◆ Task brief: Reproduce the court ruling word for word from "In relation to" to "[2007] FCA 1212.".

I have allowed the applicant the fullest opportunity to present evidentiary support for the first two grounds. I did not dismiss his application at a show‑cause hearing, but gave directions allowing him further time to file an amended application and evidence. On that occasion, I explained to him that he should consider whether to present to the Court evidence of a transcript and from a translator as to the quality of the interpretation services obtained by the Tribunal at the hearing. However, he has not taken that opportunity.
I am therefore left with no evidence to support Grounds 1 and 2, and I do not accept them. There is no evidence before me which can support a claim that anything in the course of the Tribunal’s proceedings might cause a reasonable apprehension of bias, or prove actual bias.
In relation to the interpreter, according to the Tribunal’s records, a properly qualified interpreter at NAATI Level 3 was employed in the appropriate language, and there is no evidence bringing the present case within authorities such as are cited in VWFY v Minister for Immigration & Multicultural & Indigenous Affairs [2005] FCA 1723, or in M175 of 2002 v Minister for Immigration & Citizenship [2007] FCA 1212.
The applicant today explained these grounds only by referring to the fact that the interpreter was pregnant, and he did not feel that she “did a good job”. However, he could not give any substance to these general criticisms, to show that the interpretation was in any way incompetent or defective.

◆ Supplied information:
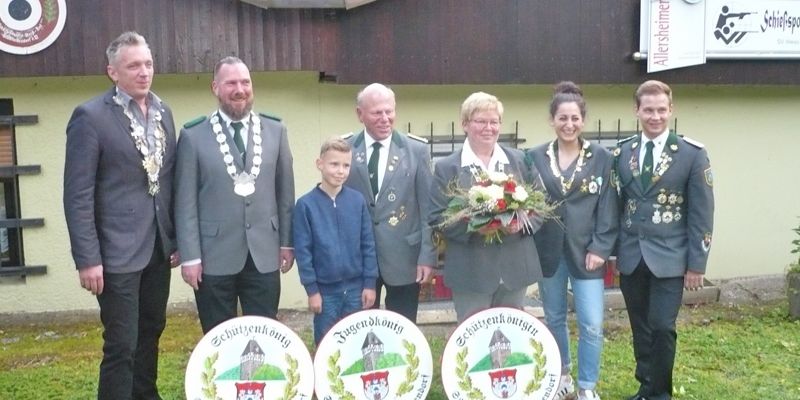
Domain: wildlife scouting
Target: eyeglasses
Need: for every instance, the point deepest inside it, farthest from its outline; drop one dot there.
(494, 123)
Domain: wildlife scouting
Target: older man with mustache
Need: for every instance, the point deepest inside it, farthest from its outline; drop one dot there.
(233, 203)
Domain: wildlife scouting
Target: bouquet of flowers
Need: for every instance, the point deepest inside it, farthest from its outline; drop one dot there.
(495, 203)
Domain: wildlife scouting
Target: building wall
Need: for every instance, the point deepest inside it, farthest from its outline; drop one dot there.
(749, 131)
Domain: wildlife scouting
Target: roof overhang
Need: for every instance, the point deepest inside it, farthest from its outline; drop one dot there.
(347, 4)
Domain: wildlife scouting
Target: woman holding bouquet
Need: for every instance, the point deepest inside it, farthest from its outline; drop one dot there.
(490, 256)
(576, 175)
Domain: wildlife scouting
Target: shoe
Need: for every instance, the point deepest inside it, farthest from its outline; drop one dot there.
(584, 394)
(565, 388)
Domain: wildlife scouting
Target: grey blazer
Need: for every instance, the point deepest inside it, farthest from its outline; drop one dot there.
(399, 213)
(219, 226)
(111, 218)
(670, 222)
(469, 264)
(588, 213)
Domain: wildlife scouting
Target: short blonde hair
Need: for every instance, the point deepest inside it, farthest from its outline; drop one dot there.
(477, 102)
(126, 39)
(334, 144)
(652, 87)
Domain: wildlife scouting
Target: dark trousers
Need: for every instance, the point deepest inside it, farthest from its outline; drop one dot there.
(653, 305)
(402, 299)
(133, 309)
(219, 295)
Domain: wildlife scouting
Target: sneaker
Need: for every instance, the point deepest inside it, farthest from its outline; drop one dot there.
(584, 394)
(565, 388)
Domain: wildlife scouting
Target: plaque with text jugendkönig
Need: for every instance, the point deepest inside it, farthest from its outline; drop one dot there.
(250, 358)
(373, 355)
(501, 353)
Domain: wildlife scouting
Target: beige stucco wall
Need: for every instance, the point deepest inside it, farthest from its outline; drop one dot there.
(750, 133)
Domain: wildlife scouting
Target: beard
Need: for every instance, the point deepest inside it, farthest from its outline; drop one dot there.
(236, 113)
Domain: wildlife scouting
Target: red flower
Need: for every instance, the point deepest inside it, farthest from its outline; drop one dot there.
(501, 205)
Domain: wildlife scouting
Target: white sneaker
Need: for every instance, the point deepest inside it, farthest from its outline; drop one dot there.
(565, 388)
(584, 394)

◆ Worked answer:
In relation to the interpreter, according to the Tribunal’s records, a properly qualified interpreter at NAATI Level 3 was employed in the appropriate language, and there is no evidence bringing the present case within authorities such as are cited in VWFY v Minister for Immigration & Multicultural & Indigenous Affairs [2005] FCA 1723, or in M175 of 2002 v Minister for Immigration & Citizenship [2007] FCA 1212.